──────── DATA SECTION

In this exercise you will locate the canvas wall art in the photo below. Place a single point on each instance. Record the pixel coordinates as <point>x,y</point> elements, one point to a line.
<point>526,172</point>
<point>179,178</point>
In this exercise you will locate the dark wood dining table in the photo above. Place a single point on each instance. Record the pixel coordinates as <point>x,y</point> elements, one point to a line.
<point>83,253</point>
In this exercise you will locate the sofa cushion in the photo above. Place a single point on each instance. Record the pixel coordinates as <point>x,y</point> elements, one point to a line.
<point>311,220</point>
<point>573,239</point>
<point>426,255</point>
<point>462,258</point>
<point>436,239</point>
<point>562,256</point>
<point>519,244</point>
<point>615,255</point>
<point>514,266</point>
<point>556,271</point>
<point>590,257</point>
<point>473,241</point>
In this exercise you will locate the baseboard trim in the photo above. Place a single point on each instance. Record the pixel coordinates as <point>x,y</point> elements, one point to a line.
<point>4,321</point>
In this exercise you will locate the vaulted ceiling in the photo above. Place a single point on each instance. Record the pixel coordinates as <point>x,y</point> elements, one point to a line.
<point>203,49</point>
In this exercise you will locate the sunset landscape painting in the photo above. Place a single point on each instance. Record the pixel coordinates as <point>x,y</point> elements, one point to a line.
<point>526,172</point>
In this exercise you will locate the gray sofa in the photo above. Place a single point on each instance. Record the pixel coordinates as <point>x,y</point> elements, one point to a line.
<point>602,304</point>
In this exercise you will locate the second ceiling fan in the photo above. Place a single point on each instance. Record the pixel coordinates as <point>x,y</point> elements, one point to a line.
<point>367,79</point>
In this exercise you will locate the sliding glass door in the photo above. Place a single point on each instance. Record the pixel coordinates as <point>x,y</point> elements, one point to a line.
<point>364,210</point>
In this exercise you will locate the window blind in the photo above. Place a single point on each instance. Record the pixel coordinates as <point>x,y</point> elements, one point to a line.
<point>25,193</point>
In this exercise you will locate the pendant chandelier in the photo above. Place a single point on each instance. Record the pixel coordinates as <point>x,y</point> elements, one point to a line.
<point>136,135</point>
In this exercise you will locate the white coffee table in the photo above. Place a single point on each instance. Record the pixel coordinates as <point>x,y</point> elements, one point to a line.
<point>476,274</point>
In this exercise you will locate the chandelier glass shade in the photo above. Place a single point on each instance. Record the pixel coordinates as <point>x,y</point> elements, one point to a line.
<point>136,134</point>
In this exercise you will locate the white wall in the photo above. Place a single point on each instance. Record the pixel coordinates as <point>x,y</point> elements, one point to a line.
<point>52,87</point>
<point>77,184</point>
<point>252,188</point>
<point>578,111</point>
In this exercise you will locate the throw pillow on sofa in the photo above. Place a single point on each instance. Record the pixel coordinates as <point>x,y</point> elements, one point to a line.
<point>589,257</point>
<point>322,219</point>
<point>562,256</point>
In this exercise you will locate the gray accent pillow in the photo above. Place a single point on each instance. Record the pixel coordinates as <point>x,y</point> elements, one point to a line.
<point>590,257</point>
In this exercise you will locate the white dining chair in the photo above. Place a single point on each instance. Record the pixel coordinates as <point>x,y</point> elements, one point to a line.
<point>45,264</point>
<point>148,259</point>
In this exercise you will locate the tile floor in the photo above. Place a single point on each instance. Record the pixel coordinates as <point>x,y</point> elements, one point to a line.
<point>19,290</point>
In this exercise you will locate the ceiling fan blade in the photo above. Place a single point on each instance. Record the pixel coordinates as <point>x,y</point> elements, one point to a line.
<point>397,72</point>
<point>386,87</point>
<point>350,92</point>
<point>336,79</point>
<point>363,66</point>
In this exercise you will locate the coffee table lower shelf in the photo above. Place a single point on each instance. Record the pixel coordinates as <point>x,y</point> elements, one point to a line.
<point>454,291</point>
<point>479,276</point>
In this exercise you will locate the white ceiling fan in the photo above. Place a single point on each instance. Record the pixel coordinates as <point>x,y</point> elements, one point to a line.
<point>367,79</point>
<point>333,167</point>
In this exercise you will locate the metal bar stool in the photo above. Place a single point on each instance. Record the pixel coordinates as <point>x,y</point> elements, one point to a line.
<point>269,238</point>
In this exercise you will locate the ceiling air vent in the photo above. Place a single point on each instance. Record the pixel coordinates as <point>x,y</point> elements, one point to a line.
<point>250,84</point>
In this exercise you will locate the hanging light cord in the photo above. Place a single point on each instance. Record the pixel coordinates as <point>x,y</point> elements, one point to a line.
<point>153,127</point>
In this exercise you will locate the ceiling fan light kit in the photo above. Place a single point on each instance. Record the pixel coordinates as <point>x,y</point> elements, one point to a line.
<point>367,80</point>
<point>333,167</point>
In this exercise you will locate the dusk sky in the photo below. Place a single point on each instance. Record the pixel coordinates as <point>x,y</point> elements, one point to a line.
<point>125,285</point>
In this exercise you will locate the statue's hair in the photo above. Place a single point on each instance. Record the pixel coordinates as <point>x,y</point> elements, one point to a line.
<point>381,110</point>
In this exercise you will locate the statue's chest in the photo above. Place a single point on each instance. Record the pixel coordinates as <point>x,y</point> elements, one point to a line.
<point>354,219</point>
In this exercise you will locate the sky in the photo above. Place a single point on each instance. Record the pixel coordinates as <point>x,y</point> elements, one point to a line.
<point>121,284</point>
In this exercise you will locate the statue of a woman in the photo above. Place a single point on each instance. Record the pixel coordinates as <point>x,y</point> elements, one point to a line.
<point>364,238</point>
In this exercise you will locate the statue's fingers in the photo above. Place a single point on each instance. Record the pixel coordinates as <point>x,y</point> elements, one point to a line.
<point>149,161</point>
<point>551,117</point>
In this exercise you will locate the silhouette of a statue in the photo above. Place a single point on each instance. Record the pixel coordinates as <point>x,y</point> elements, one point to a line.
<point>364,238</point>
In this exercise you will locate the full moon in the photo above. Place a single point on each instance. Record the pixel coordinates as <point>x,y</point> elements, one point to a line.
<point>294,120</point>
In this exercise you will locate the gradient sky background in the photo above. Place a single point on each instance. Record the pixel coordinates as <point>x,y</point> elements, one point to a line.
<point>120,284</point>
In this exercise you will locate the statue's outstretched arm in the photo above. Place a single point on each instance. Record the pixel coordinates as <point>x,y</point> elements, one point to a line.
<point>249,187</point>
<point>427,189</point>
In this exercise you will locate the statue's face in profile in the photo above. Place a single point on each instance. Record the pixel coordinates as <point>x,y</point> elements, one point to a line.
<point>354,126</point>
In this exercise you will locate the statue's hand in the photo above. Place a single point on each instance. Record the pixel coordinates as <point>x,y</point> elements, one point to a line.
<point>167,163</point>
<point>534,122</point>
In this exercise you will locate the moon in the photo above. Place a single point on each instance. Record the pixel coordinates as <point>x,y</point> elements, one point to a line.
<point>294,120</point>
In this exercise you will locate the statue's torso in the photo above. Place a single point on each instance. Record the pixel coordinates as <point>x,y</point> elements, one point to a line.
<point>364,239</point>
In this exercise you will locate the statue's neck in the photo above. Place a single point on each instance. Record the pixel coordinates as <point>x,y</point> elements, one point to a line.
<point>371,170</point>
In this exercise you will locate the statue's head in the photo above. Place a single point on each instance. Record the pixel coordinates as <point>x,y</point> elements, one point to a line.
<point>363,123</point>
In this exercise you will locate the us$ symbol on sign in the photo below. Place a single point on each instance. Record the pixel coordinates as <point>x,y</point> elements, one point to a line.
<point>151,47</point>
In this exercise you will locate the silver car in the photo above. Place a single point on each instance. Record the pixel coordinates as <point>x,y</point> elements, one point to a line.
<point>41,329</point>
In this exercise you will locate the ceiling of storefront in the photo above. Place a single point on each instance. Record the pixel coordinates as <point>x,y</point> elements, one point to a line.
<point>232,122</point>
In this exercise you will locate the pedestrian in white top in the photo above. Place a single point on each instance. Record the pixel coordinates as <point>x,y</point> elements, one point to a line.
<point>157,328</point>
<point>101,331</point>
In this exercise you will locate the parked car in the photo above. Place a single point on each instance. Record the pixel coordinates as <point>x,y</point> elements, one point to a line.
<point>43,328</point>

────────────────

Recast the lines of the data above as a numbered list, starting at the beginning of the data and ending at the line that contains "<point>83,253</point>". Leave out blank lines.

1. In this exercise you will locate the canvas wall art in the photo below. Place a single point on each instance. Record the pixel coordinates as <point>x,y</point> elements, one point to a line.
2. <point>526,172</point>
3. <point>179,178</point>
4. In this exercise you will locate the dark wood dining table in the photo above. Place a single point on each instance. Record the pixel coordinates as <point>x,y</point> elements, one point to a line.
5. <point>83,253</point>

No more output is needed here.